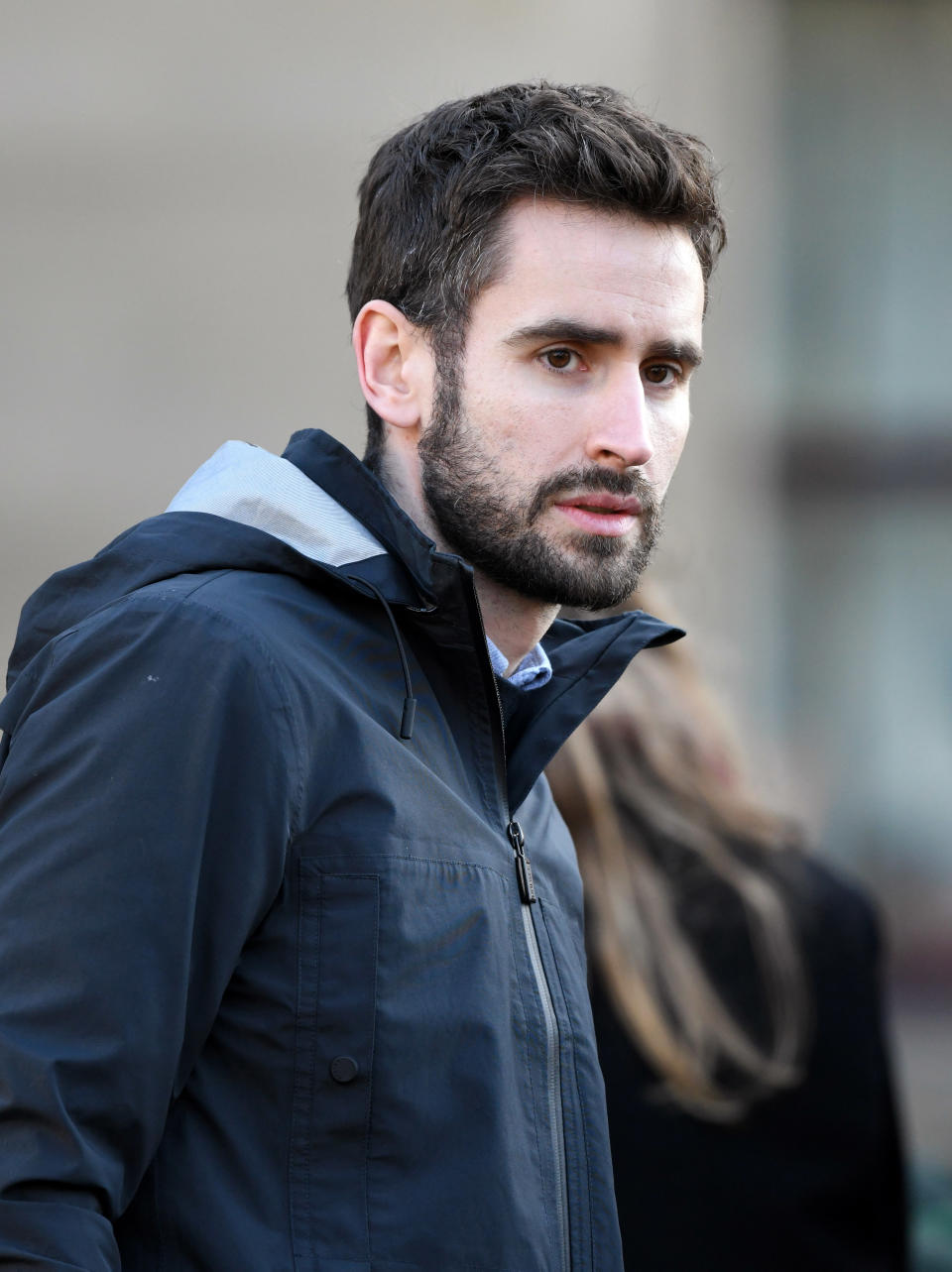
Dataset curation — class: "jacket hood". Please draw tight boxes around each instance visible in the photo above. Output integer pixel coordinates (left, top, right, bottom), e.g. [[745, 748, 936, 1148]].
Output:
[[5, 428, 683, 752], [6, 430, 432, 691]]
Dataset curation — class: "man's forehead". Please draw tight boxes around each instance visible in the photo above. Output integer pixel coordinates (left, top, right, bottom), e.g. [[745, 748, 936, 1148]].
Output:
[[476, 198, 704, 328]]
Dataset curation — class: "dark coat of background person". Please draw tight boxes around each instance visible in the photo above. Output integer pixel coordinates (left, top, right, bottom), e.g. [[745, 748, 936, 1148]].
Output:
[[548, 621, 907, 1272]]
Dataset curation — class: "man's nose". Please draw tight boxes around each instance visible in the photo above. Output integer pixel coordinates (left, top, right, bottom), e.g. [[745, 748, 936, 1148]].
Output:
[[585, 370, 654, 472]]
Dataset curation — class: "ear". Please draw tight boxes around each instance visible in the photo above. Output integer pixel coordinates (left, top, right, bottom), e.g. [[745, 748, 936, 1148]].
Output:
[[354, 300, 432, 428]]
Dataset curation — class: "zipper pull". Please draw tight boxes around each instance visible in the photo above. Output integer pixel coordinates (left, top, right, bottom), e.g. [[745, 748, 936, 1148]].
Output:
[[506, 822, 536, 905]]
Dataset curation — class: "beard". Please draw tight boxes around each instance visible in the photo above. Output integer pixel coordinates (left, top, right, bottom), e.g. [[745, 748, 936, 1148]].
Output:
[[417, 365, 661, 610]]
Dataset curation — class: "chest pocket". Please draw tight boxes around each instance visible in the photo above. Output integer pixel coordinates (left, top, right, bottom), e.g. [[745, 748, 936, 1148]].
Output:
[[292, 860, 379, 1272]]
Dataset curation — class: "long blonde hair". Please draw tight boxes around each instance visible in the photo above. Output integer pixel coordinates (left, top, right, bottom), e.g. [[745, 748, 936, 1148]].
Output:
[[548, 600, 809, 1119]]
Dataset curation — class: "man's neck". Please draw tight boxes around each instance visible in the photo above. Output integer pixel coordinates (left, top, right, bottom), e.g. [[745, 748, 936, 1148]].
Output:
[[476, 570, 558, 675], [377, 432, 558, 675]]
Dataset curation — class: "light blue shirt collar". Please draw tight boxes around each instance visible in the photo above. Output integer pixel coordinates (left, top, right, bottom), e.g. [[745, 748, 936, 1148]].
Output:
[[486, 636, 552, 689]]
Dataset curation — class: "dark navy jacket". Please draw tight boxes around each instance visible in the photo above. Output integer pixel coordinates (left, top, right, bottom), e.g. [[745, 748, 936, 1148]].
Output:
[[0, 432, 675, 1272]]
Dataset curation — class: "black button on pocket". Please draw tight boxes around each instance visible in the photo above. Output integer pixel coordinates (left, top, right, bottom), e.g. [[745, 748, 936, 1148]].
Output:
[[331, 1056, 358, 1083]]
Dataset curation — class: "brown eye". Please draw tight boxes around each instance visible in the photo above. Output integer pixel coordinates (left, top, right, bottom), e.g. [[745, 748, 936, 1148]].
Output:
[[542, 349, 575, 372]]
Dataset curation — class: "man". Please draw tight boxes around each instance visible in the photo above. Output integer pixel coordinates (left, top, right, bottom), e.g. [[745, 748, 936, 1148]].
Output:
[[0, 85, 723, 1272]]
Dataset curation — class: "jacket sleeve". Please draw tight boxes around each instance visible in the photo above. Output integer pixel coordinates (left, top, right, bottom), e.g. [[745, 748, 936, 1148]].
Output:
[[0, 593, 298, 1272]]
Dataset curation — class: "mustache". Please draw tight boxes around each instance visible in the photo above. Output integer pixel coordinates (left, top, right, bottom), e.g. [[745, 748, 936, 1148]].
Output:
[[527, 466, 658, 522]]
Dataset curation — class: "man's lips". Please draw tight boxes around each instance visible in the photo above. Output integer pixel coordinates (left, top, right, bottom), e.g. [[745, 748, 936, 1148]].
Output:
[[553, 491, 642, 535]]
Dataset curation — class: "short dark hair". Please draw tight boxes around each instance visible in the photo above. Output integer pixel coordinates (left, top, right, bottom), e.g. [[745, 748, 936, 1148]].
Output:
[[347, 81, 727, 459]]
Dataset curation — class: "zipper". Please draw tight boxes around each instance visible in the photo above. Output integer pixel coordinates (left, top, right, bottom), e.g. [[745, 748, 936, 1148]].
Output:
[[493, 727, 571, 1272], [507, 819, 571, 1272], [455, 579, 571, 1272]]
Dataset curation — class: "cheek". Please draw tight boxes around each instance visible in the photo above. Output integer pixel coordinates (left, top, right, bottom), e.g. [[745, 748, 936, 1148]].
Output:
[[646, 421, 687, 495]]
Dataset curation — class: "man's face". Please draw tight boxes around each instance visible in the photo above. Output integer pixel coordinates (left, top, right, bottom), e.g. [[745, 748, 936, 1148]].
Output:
[[417, 198, 704, 610]]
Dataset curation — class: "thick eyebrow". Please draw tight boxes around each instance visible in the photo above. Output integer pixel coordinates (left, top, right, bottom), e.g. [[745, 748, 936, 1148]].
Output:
[[506, 318, 624, 345], [504, 318, 702, 368]]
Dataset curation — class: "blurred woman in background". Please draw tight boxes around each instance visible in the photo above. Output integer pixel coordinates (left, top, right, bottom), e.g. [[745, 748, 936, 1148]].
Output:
[[548, 600, 906, 1272]]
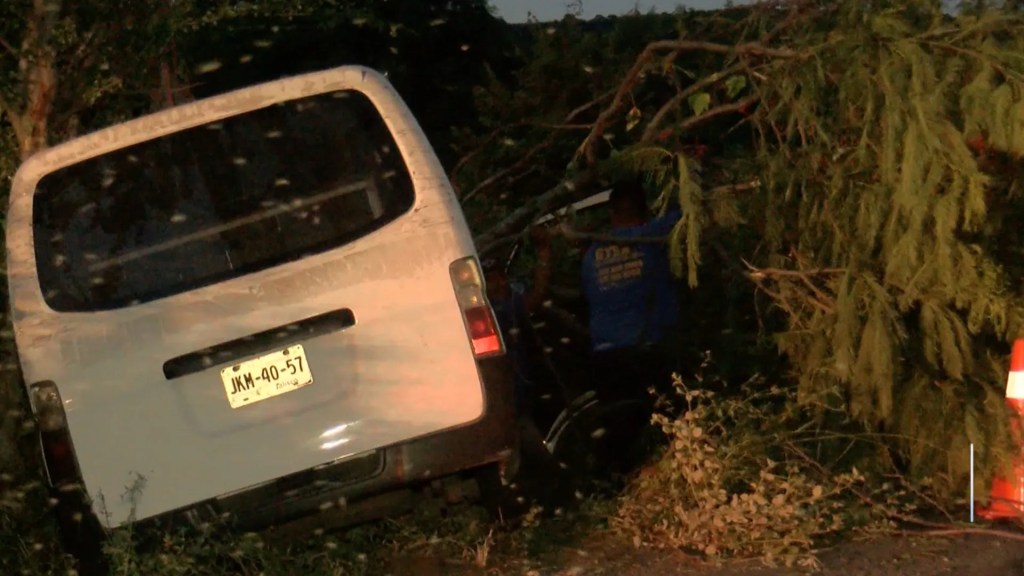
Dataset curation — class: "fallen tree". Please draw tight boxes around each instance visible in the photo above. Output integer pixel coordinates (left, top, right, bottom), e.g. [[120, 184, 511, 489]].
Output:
[[454, 0, 1024, 500]]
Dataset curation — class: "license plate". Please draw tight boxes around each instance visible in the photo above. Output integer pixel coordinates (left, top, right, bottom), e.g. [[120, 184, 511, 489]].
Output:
[[220, 344, 313, 408]]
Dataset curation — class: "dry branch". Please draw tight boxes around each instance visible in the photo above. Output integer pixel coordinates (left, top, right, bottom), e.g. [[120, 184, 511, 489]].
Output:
[[578, 40, 800, 165]]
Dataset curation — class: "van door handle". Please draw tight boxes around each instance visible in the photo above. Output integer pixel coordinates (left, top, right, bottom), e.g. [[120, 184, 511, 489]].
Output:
[[164, 308, 355, 380]]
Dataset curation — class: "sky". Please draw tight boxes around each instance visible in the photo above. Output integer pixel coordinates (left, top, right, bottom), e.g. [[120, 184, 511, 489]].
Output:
[[490, 0, 746, 23]]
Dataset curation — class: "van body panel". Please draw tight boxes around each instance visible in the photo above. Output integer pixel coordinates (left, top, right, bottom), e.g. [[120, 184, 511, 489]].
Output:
[[7, 67, 485, 528]]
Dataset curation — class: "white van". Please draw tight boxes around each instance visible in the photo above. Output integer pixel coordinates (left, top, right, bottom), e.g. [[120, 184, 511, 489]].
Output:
[[7, 67, 517, 553]]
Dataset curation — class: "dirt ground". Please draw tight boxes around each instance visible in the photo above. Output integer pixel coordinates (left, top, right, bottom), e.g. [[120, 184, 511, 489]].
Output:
[[388, 534, 1024, 576]]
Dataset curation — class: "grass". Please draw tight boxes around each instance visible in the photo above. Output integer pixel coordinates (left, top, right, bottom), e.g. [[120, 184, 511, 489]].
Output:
[[0, 457, 614, 576]]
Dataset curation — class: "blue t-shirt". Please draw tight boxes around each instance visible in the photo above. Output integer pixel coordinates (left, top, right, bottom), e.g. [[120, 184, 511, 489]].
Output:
[[582, 210, 682, 352]]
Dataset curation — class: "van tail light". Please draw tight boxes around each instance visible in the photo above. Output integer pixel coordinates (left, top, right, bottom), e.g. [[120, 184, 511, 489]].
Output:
[[450, 256, 505, 358], [29, 381, 81, 488]]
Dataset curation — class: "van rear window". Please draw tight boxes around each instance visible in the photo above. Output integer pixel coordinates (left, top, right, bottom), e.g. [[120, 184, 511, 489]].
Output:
[[33, 90, 415, 312]]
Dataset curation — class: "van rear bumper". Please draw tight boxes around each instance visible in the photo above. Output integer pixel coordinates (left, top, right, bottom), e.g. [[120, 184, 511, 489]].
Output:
[[129, 356, 518, 531]]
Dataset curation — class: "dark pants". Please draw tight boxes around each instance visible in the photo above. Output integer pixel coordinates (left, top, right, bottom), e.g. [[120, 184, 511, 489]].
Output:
[[591, 336, 676, 402], [591, 342, 677, 474]]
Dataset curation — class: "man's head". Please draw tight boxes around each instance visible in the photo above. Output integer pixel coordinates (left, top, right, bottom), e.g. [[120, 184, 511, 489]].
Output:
[[608, 176, 650, 229]]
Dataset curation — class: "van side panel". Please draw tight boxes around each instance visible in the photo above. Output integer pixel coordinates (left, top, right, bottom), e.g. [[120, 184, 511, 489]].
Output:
[[7, 67, 484, 528]]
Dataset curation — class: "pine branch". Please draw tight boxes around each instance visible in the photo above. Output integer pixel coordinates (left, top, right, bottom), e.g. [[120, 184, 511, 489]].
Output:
[[678, 94, 761, 138], [640, 63, 745, 142], [461, 133, 555, 203], [449, 90, 614, 188], [578, 40, 803, 165], [742, 260, 846, 314], [476, 170, 599, 255], [0, 38, 18, 58]]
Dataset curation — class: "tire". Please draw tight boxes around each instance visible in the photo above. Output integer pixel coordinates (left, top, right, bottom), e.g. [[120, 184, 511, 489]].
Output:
[[548, 398, 650, 490]]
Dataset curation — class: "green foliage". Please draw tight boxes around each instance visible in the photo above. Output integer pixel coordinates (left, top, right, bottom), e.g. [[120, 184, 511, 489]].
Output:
[[613, 366, 872, 566], [733, 2, 1024, 490]]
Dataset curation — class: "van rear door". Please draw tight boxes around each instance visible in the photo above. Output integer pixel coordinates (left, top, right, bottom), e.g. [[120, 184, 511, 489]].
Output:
[[7, 67, 491, 527]]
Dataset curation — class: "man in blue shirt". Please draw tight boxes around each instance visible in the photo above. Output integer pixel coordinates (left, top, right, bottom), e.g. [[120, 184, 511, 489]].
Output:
[[582, 175, 681, 399]]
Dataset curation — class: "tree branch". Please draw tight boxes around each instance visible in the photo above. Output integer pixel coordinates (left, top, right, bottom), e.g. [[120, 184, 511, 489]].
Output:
[[0, 38, 18, 58], [578, 40, 801, 164], [476, 170, 599, 255], [462, 134, 555, 202], [640, 63, 744, 142]]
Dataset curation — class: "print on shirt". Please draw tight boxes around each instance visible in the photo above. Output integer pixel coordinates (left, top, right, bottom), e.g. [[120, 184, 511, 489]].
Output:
[[594, 246, 643, 290]]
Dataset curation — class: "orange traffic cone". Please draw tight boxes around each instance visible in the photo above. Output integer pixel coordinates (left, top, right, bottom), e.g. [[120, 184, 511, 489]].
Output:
[[978, 339, 1024, 520]]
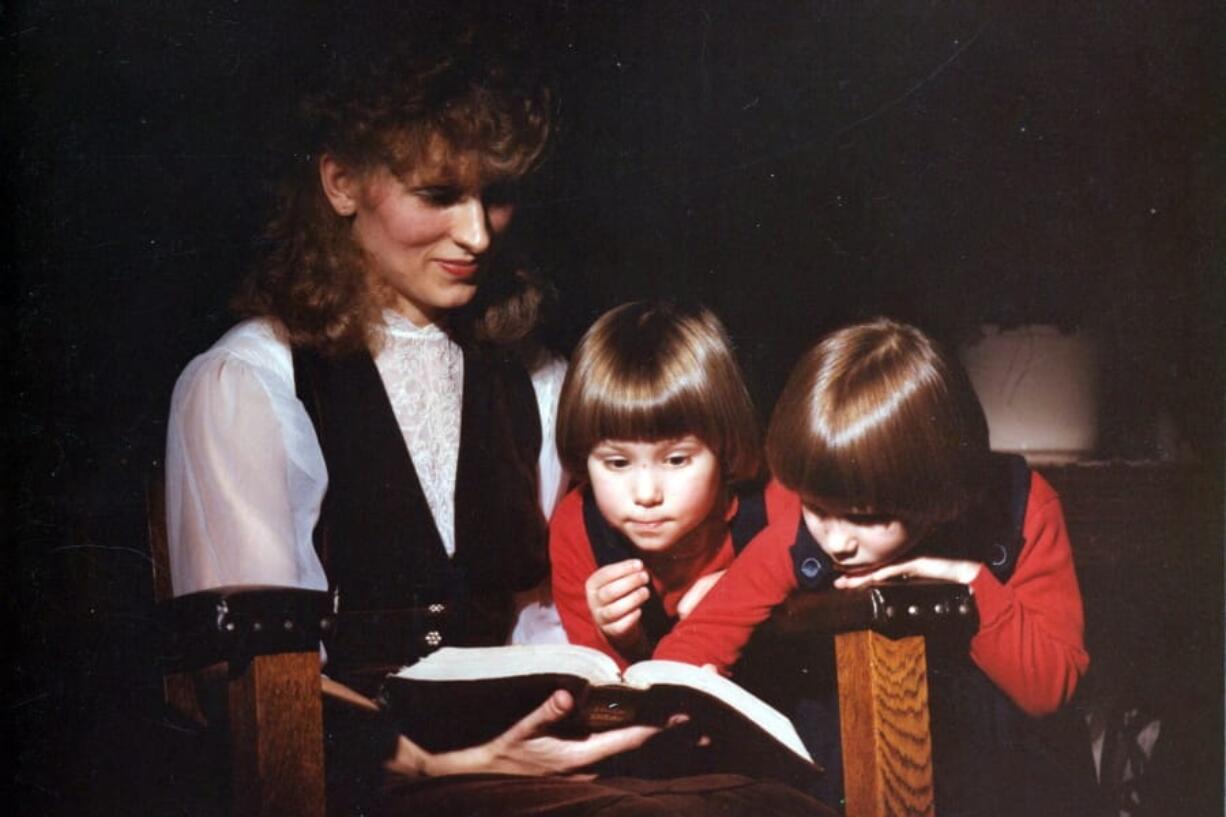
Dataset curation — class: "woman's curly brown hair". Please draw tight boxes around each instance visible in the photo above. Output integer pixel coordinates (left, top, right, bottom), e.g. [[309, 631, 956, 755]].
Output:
[[234, 19, 553, 356]]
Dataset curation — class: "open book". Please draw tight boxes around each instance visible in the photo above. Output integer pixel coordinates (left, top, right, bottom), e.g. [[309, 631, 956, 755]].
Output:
[[384, 644, 820, 779]]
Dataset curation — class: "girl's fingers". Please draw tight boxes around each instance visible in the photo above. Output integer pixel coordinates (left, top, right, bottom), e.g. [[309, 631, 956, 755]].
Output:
[[596, 570, 650, 605], [587, 559, 644, 588]]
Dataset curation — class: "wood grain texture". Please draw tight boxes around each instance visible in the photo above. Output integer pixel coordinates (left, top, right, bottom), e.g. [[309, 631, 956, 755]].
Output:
[[229, 651, 325, 817], [835, 631, 933, 817]]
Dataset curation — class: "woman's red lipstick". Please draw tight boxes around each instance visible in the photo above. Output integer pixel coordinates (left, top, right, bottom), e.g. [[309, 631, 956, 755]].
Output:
[[439, 259, 478, 278]]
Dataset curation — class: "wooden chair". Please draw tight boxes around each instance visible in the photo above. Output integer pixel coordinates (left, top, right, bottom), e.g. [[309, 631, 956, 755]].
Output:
[[766, 581, 976, 817], [148, 458, 956, 817], [147, 463, 332, 817]]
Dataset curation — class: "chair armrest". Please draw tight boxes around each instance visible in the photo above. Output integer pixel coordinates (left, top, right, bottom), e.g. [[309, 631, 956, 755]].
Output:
[[766, 580, 978, 639], [158, 585, 335, 677]]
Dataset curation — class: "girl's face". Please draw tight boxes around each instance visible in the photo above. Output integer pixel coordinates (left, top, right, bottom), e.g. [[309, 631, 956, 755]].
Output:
[[587, 434, 723, 556], [320, 149, 514, 326], [802, 498, 918, 575]]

• • • • •

— The problem —
Which lines above contain the string "body", with case counting? Select each of those lines and copy it out in full.

— Right answer —
Dataset curation — class: "van body panel". Please draw tight boxes around each instance visible in the photo above. Output integer pixel coordinates (left, top, right, bottom), e.g. [[120, 184, 511, 489]].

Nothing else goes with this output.